What you have to do:
Reproduce the rows word for word, beginning with the one that contains "Where can you spot the submerged bus?" and stopping after the one that contains "Where can you spot the lemon". Leave the pictures out.

Available records:
--- --- ---

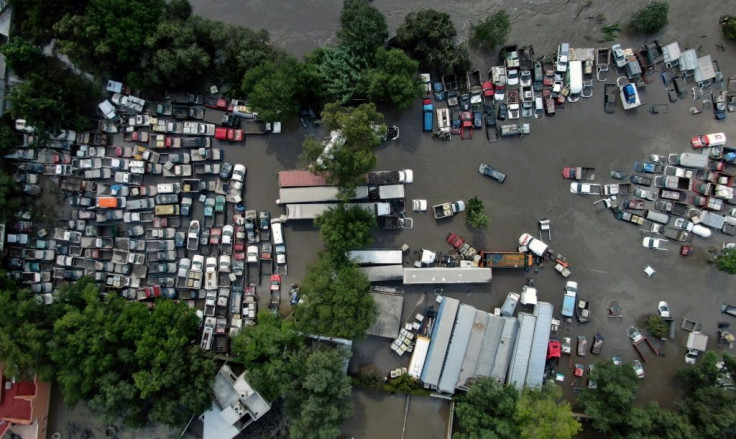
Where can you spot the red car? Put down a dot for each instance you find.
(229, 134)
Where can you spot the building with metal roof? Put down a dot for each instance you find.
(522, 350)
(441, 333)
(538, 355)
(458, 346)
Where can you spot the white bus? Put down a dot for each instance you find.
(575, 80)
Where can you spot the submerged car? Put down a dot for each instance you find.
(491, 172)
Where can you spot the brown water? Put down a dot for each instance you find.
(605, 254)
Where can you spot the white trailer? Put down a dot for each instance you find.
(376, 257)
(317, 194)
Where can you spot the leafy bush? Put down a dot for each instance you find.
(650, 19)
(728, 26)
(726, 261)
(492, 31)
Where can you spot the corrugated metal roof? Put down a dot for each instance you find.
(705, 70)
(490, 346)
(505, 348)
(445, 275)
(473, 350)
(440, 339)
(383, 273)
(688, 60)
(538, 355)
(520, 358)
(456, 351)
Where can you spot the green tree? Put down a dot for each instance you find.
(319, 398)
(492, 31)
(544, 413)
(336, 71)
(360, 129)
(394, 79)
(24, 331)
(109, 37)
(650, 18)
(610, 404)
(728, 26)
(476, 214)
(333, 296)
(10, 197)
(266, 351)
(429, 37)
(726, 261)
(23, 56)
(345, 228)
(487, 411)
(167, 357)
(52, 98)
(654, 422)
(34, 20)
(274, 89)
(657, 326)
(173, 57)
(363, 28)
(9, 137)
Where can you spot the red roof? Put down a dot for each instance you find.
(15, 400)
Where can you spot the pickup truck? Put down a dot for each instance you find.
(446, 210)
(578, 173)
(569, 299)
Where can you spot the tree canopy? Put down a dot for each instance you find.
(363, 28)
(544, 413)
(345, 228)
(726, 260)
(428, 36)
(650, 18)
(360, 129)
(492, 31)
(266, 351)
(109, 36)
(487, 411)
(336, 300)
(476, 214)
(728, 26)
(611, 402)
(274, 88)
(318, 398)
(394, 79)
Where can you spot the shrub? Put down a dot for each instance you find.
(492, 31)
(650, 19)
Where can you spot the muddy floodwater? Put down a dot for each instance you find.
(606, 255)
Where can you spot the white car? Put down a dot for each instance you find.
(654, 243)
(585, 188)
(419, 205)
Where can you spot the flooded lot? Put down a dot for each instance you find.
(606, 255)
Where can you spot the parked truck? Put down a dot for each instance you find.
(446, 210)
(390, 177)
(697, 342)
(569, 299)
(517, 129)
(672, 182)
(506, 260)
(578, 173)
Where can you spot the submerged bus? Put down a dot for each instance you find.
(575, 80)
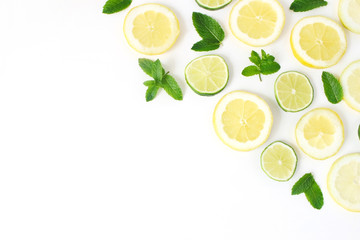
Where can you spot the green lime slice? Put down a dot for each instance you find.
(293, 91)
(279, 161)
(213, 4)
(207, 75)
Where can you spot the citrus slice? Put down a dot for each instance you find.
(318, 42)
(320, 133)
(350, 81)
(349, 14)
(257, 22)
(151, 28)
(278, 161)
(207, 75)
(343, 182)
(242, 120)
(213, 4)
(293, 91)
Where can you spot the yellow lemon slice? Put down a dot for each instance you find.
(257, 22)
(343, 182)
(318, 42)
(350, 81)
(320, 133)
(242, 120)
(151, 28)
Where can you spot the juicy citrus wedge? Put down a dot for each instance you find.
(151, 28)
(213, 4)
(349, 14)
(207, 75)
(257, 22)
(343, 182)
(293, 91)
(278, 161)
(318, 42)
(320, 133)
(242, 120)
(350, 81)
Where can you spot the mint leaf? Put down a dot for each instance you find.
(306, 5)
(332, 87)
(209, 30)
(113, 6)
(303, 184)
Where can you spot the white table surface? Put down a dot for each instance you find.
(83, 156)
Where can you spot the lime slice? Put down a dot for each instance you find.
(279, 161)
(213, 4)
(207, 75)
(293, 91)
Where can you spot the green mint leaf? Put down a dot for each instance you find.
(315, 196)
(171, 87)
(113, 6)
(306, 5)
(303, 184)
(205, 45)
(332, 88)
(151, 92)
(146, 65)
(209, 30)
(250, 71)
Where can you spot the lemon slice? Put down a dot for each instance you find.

--- --- ---

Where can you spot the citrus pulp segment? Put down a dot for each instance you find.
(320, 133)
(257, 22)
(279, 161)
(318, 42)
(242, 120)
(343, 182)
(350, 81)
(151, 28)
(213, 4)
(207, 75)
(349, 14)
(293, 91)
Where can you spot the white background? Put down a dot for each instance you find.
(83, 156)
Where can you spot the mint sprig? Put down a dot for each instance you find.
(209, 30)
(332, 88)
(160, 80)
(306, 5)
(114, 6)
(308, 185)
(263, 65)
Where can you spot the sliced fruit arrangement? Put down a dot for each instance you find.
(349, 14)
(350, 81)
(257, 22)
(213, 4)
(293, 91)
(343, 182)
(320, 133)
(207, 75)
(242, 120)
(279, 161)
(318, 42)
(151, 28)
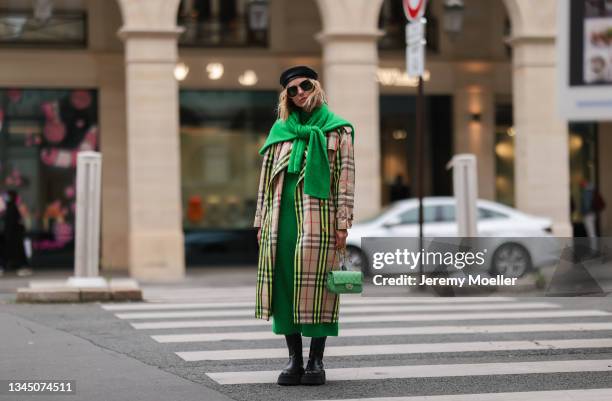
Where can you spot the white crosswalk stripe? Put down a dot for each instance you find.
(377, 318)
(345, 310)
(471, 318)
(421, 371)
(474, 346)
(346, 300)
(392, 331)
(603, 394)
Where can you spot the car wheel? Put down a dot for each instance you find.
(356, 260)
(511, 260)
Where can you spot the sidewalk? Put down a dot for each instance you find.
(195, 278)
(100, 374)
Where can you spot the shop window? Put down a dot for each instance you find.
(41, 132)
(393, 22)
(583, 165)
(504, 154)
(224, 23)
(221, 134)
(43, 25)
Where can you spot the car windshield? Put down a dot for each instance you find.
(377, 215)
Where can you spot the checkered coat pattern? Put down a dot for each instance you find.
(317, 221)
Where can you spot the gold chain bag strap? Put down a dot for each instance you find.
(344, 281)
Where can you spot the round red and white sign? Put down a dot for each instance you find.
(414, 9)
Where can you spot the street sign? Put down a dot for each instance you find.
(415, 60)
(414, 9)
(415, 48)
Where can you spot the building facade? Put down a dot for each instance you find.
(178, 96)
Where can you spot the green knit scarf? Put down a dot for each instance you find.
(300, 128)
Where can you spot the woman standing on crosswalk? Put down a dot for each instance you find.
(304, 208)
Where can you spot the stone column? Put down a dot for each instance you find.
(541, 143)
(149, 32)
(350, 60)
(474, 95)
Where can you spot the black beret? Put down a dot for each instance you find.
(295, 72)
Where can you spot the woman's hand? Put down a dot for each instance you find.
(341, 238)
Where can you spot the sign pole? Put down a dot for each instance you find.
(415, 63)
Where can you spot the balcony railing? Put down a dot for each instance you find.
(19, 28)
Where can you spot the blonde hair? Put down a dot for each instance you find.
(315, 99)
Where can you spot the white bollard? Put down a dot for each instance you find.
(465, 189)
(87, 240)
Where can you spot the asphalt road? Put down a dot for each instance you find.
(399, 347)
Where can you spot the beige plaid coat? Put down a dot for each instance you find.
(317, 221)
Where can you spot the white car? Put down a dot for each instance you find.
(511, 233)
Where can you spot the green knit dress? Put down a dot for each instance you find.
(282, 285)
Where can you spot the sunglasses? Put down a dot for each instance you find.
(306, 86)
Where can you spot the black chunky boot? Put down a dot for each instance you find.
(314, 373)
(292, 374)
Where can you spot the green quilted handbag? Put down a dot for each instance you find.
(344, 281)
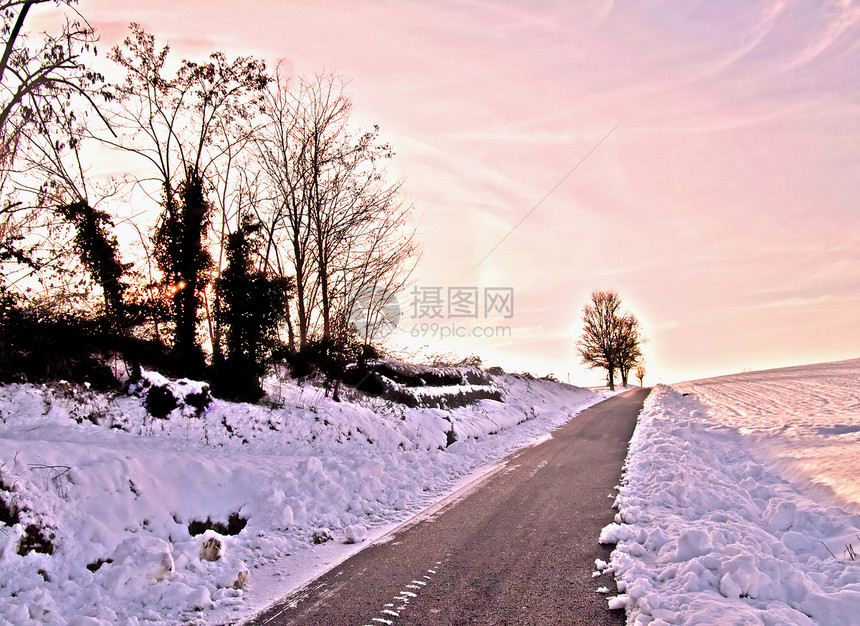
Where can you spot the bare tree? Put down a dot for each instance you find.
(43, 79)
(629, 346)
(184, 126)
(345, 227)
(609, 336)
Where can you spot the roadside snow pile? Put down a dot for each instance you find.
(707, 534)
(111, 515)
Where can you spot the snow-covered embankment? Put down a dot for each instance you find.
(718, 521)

--- --- ---

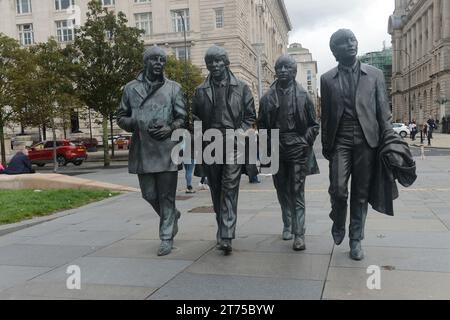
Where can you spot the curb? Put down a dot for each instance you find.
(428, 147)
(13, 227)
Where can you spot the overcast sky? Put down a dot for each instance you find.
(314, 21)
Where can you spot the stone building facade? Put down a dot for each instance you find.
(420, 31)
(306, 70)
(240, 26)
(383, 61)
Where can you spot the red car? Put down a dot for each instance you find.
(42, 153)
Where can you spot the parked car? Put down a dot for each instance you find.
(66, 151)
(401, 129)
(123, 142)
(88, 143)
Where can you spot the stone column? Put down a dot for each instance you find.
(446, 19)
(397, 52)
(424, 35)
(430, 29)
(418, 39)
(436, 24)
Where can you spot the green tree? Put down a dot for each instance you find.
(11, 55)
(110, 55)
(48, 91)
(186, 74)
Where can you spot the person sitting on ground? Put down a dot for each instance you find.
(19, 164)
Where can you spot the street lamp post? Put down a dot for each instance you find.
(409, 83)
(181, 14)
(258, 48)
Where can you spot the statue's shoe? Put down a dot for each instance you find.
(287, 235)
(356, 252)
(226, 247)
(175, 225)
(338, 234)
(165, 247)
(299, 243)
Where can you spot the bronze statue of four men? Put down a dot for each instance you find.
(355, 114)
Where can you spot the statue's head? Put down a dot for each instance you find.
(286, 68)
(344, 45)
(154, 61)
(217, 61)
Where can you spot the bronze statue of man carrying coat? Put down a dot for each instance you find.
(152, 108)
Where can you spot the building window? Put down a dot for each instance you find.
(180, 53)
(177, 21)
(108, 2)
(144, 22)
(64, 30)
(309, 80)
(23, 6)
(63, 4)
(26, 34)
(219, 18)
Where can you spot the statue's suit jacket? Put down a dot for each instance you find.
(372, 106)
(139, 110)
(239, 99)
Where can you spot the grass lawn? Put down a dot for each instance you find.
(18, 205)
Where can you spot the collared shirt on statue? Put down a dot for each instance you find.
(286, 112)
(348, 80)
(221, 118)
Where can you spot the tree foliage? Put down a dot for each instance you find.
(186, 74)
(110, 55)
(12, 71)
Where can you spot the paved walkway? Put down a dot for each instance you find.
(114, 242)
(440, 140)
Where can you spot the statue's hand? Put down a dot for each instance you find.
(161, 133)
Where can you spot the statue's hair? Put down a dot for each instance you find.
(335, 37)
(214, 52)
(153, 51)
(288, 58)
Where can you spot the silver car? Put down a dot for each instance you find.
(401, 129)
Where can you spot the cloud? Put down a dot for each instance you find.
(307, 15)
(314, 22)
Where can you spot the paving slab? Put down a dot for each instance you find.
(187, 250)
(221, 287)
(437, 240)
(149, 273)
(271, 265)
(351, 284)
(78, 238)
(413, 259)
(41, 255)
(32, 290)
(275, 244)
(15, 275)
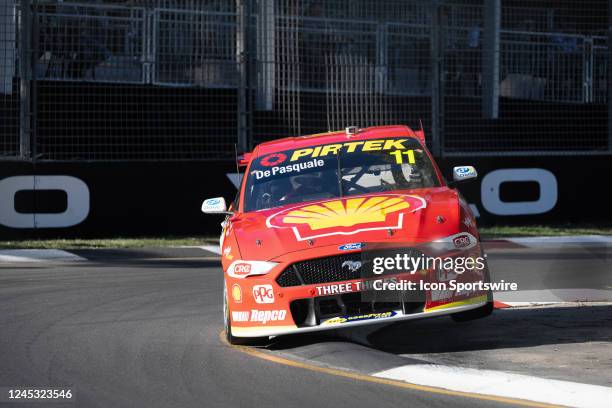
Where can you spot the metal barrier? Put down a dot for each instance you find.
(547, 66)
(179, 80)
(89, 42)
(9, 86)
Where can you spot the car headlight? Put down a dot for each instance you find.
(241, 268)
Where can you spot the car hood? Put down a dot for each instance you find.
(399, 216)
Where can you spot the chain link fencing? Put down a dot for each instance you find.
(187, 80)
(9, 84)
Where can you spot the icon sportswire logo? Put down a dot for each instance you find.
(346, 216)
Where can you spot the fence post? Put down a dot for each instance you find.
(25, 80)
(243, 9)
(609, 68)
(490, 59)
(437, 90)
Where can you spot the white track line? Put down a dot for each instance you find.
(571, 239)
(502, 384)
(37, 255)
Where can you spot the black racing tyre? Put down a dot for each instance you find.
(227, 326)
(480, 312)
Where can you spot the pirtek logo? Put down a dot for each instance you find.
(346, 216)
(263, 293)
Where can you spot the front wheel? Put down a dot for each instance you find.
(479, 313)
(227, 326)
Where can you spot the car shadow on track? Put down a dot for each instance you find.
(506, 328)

--- --- ---

Output below:
Where can you spot the submerged bus? Put down a dot for each instance you find.
(575, 80)
Where can you spot the green lime slice? Put down a dot for each instance you find.
(293, 91)
(279, 161)
(213, 4)
(207, 75)
Where can you spot the citrus slice? Put down a dot for each instance you find.
(318, 42)
(320, 133)
(350, 81)
(349, 14)
(257, 22)
(151, 28)
(278, 161)
(207, 75)
(343, 182)
(242, 120)
(213, 4)
(293, 91)
Where can you spot the yellow lemon slice? Put down a dot for each instance you find.
(257, 22)
(343, 182)
(318, 42)
(350, 81)
(320, 133)
(242, 120)
(151, 28)
Where can you spot the juicy citrus wedge? Put down a dot for each instance you find.
(151, 28)
(213, 4)
(349, 14)
(207, 75)
(257, 22)
(343, 182)
(293, 91)
(278, 161)
(318, 42)
(320, 133)
(242, 120)
(350, 81)
Where can you spot the mint leaf? Put down a dot for each instance you find.
(306, 5)
(332, 87)
(209, 30)
(113, 6)
(303, 184)
Where can you spot the white table surface? Put down a dot for each instance you find.
(83, 156)
Where can you spot the lime slice? Put down a dot for each instance you find.
(279, 161)
(213, 4)
(207, 75)
(293, 91)
Where can you spot the green mint leaf? Put down a dot for each instance you find.
(315, 196)
(171, 87)
(113, 6)
(306, 5)
(303, 184)
(205, 45)
(332, 88)
(151, 92)
(146, 65)
(209, 30)
(250, 71)
Where can you spot the lemon slice? Put down a dot for each instance you find.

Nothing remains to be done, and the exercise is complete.